## WHAT THE TASK REQUIRES
Please swap "duck" for "heron" in the stretch from the line containing "Where can the duck" through the last of these lines. Write out only that stretch again with everything else unchanged.
···
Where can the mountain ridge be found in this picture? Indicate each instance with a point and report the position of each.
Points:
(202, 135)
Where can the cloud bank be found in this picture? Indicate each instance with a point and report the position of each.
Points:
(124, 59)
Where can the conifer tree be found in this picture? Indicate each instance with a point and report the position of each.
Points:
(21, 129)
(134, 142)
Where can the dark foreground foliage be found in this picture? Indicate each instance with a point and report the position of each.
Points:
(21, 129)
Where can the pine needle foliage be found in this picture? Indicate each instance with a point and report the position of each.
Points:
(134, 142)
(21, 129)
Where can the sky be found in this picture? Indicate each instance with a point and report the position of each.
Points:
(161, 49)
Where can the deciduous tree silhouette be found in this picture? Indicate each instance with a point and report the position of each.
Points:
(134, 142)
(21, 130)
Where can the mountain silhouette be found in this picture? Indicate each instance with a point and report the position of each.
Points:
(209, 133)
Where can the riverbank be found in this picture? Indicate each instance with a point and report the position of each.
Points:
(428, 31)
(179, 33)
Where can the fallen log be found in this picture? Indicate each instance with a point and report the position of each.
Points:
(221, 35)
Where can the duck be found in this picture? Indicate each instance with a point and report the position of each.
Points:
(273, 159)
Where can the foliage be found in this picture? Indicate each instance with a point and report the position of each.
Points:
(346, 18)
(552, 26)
···
## TASK RESPONSE
Where can the heron be found in this picture? Indicate each instance with a point and report the position of each.
Points:
(273, 159)
Where can the foliage be found in this picture? Indicate each instance with a point and report the position of each.
Points:
(346, 18)
(552, 26)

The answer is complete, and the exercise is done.